Region pointing data:
>>>

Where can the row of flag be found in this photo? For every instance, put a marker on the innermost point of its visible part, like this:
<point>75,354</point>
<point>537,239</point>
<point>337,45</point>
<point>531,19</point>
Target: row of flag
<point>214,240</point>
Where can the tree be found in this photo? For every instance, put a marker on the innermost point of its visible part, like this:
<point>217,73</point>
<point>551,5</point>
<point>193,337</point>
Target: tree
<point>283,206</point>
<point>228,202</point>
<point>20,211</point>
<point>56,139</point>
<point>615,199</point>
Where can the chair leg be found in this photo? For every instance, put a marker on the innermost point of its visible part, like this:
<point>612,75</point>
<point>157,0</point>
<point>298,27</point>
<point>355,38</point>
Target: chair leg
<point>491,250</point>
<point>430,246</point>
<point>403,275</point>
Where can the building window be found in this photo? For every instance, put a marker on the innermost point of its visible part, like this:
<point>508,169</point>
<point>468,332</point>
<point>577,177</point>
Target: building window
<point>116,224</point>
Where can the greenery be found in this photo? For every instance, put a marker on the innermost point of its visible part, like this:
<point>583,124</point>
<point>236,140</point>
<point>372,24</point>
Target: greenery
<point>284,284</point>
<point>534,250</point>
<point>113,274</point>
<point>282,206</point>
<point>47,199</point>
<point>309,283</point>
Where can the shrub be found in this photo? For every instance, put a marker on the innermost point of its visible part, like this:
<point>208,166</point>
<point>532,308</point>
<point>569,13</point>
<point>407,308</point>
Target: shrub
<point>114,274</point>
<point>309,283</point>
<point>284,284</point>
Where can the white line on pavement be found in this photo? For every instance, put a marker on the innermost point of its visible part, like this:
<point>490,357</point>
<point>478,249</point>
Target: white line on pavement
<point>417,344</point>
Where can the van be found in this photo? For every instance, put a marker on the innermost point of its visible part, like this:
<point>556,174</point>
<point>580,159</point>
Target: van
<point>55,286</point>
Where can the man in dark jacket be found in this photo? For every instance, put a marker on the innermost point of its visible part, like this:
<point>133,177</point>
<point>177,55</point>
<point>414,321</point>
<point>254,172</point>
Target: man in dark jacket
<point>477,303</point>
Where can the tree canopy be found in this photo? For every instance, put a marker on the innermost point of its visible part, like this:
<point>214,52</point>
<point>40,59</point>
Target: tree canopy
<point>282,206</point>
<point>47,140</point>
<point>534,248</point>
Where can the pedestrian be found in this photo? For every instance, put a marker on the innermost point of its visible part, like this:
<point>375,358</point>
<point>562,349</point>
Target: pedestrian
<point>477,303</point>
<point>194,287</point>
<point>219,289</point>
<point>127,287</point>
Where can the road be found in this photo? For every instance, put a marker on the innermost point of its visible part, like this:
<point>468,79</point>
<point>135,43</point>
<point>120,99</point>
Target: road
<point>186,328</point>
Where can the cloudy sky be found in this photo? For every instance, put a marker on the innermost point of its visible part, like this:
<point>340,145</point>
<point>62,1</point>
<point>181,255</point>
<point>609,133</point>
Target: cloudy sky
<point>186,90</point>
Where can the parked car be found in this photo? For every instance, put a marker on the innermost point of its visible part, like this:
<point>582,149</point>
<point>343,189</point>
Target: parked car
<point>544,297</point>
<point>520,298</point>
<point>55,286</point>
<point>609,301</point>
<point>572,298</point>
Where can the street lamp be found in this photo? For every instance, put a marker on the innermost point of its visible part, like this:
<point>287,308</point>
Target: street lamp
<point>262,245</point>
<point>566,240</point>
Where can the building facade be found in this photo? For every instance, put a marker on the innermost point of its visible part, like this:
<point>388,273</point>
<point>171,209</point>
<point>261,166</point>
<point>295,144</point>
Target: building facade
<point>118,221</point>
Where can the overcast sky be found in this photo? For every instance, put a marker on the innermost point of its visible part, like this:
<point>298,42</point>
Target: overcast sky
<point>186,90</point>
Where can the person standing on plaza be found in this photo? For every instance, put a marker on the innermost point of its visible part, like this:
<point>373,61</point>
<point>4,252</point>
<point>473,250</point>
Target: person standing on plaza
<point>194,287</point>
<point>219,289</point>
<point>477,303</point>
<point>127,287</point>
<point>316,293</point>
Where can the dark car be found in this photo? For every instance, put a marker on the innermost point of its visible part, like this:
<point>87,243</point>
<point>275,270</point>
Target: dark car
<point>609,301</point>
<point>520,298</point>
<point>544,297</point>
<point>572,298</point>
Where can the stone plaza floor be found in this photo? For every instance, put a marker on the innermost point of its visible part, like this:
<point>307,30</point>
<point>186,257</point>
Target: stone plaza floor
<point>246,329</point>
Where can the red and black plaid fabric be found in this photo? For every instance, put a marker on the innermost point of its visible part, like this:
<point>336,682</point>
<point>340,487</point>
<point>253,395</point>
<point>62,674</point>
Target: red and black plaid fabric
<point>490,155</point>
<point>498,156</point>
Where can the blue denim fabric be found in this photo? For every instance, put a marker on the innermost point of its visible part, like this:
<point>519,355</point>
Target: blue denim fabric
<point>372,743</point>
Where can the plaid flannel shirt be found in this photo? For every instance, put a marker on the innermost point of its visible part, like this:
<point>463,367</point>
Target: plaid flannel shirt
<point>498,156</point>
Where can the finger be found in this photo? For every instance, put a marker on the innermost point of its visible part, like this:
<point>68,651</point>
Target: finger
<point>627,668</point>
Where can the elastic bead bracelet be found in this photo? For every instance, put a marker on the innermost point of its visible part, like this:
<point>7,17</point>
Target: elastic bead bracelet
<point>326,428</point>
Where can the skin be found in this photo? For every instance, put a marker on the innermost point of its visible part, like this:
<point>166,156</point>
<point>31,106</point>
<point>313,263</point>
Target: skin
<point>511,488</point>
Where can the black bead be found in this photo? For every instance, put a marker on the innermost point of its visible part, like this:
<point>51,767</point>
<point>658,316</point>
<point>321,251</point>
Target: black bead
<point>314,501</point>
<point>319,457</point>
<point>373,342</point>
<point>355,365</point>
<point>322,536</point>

<<<

- _TASK REQUIREMENTS_
Your answer should be an exact transcription of the data above.

- _SOLUTION_
Where can the row of flag be found in this photo? For every instance, put a marker on the innermost point of its visible part, like this:
<point>75,354</point>
<point>537,239</point>
<point>337,45</point>
<point>531,19</point>
Target: row of flag
<point>214,240</point>
Where can the tree be found in this photo? For every instance, put a marker on the innermost point of its visible part, like this:
<point>217,73</point>
<point>551,5</point>
<point>193,337</point>
Target: tree
<point>283,206</point>
<point>228,202</point>
<point>20,211</point>
<point>56,139</point>
<point>615,199</point>
Where can the chair leg be found in this photo? For every instance, put a marker on the innermost point of its visible part, like this:
<point>612,75</point>
<point>157,0</point>
<point>298,27</point>
<point>355,38</point>
Target: chair leg
<point>491,250</point>
<point>430,246</point>
<point>403,275</point>
Where can the building window be found in this photo? For every instance, put a marker on the innermost point of its visible part, like this:
<point>508,169</point>
<point>468,332</point>
<point>577,177</point>
Target: building window
<point>116,224</point>
Where can the greenery be found in this photo? For every instance, put a marker on the innermost point of its visible part, like this:
<point>583,124</point>
<point>236,140</point>
<point>372,24</point>
Target: greenery
<point>284,284</point>
<point>534,250</point>
<point>113,274</point>
<point>282,206</point>
<point>47,199</point>
<point>309,283</point>
Where can the shrub be found in this photo? For every instance, put a marker on the innermost point of its visible part, like this:
<point>208,166</point>
<point>532,308</point>
<point>569,13</point>
<point>407,308</point>
Target: shrub
<point>114,274</point>
<point>309,283</point>
<point>284,284</point>
Where can the white line on pavement be found in this photo? For every instance, put a marker on the innermost point of its visible part, like this:
<point>490,357</point>
<point>478,249</point>
Target: white line on pavement
<point>417,344</point>
Where can the van be found in this photo? For every instance, put a marker on the innermost point of its visible part, like this:
<point>556,174</point>
<point>580,159</point>
Target: van
<point>55,286</point>
Where can the man in dark jacket be found in this photo? For every instance, put a marker on the innermost point of its visible part, like this:
<point>133,177</point>
<point>177,55</point>
<point>414,321</point>
<point>254,172</point>
Target: man in dark jacket
<point>477,303</point>
Where can the tree canopy be found in this photo? For every instance, put a marker on the innermost point of its visible part, like this:
<point>214,52</point>
<point>40,59</point>
Target: tree canopy
<point>282,206</point>
<point>47,140</point>
<point>534,248</point>
Where can the pedestrian be found in this photo? For every instance, put a marker on the innermost point of its visible part, like this:
<point>375,358</point>
<point>562,349</point>
Target: pedestrian
<point>477,303</point>
<point>194,287</point>
<point>219,289</point>
<point>127,287</point>
Where can the road be found in this photo? For every instance, put a marker on the innermost point of its visible part, like this:
<point>468,79</point>
<point>135,43</point>
<point>120,99</point>
Target: road
<point>186,328</point>
Where can the cloudy sky be found in this photo? For every instance, put a marker on the innermost point of its visible part, like this:
<point>340,145</point>
<point>62,1</point>
<point>181,255</point>
<point>609,133</point>
Target: cloudy sky
<point>186,90</point>
Where can the parked car be found in this photo? For every instance, put a marker on the innermost point of its visible part, like this:
<point>582,149</point>
<point>343,189</point>
Target: parked car
<point>544,297</point>
<point>520,298</point>
<point>55,286</point>
<point>609,301</point>
<point>572,298</point>
Where can the street lamp be found in this photo? For every instance, put a marker on the innermost point of its visible part, like this:
<point>287,308</point>
Target: street lamp
<point>262,245</point>
<point>566,240</point>
Where can the building facade be found in this photo? For every instance, put a marker on the innermost point of its visible part, like this:
<point>388,273</point>
<point>171,209</point>
<point>261,166</point>
<point>295,144</point>
Target: building facade
<point>118,221</point>
Where can the overcast sky be found in this photo? For every instance, put a marker on the innermost point of its visible part, like this:
<point>298,42</point>
Target: overcast sky
<point>186,90</point>
Where can the person standing on plaza be found in this photo? For every instance, put a marker on the innermost point of its visible part, like this:
<point>373,61</point>
<point>4,252</point>
<point>473,250</point>
Target: person standing on plaza
<point>194,287</point>
<point>219,289</point>
<point>477,303</point>
<point>127,287</point>
<point>316,293</point>
Where can the dark car be found in this photo? For every instance, put a marker on the innermost point of its visible part, like this:
<point>87,243</point>
<point>275,270</point>
Target: dark car
<point>609,301</point>
<point>520,298</point>
<point>544,297</point>
<point>572,298</point>
Where can the stone plaza floor be found in this photo? For every instance, put a marker on the innermost point of its visible part, like this:
<point>307,30</point>
<point>186,257</point>
Target: stone plaza floor
<point>246,329</point>
Where can the red and black plaid fabric be found in this photo? For every instance, put a marker on the innermost point of its visible part, like this:
<point>336,682</point>
<point>340,487</point>
<point>253,395</point>
<point>62,674</point>
Target: red and black plaid fabric
<point>490,155</point>
<point>498,156</point>
Where can the blue denim fabric be found in this photo? For every instance, put a marker on the innermost point of its visible part, like this:
<point>519,355</point>
Target: blue denim fabric
<point>372,743</point>
Where can the plaid flannel shirt be found in this photo? For every instance, put a marker on the innermost point of its visible part, like this:
<point>463,367</point>
Target: plaid flannel shirt
<point>498,156</point>
Where can the finger be found in this photo? For every instance, put a marker on the innermost point of its visible part, like this:
<point>68,651</point>
Target: finger
<point>627,668</point>
Where can the elastic bead bracelet be found in this photo? For every instance, put a marker on the innermost point of its visible part, like this:
<point>7,17</point>
Target: elastic bead bracelet
<point>326,428</point>
Where can the skin be found in this photo? For every instance, put a marker on the innermost point of its visible part, like this:
<point>166,156</point>
<point>31,106</point>
<point>313,263</point>
Target: skin
<point>511,488</point>
Where can the black bead be found in this photo? For every instance, put a marker on the innermost point of its visible part, like this:
<point>51,767</point>
<point>658,316</point>
<point>321,251</point>
Target: black bead
<point>314,501</point>
<point>319,457</point>
<point>373,342</point>
<point>355,365</point>
<point>322,536</point>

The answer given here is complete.